Provided passage.
----------
The subject was seated 57 cm from a 22″ CRT color monitor (Barco Calibrator) with head stabilized by chin- and head-rest. The visible visual field was 40 × 30°. Stimuli were presented on the monitor with a vertical frequency of 120 Hz at a resolution of 800 × 600 pixels. Eye movements were monitored by the Eyelink 1000 system (SR Research, Ltd., Canada), which samples gaze positions with a frequency of 2000 Hz. Viewing was binocular but only the dominant eye was recorded. The system detected start and end of a saccade when eye velocity exceeded or fell below 22 deg/sec and acceleration was above or below 4000°/s². In all experiments the background was red (7 cd/m²) and the fixation points and saccade targets were black (0.5 cd/m²).
----------
Given material.

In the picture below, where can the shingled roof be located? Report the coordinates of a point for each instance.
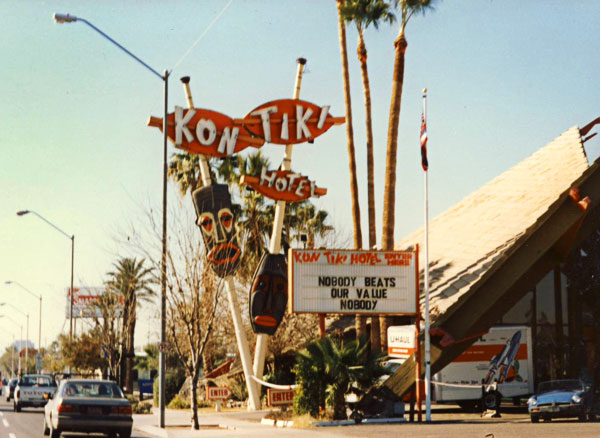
----------
Exercise prompt.
List every value in the eye-tracking setup description that is given in hertz, degrees per second, or degrees per second squared, with what each one describes.

Response to this exercise.
- 120 Hz: the vertical frequency of the monitor
- 2000 Hz: the frequency at which the Eyelink 1000 samples gaze positions
- 22 deg/sec: the eye velocity threshold for detecting the start and end of a saccade
- 4000°/s²: the acceleration threshold for detecting the start and end of a saccade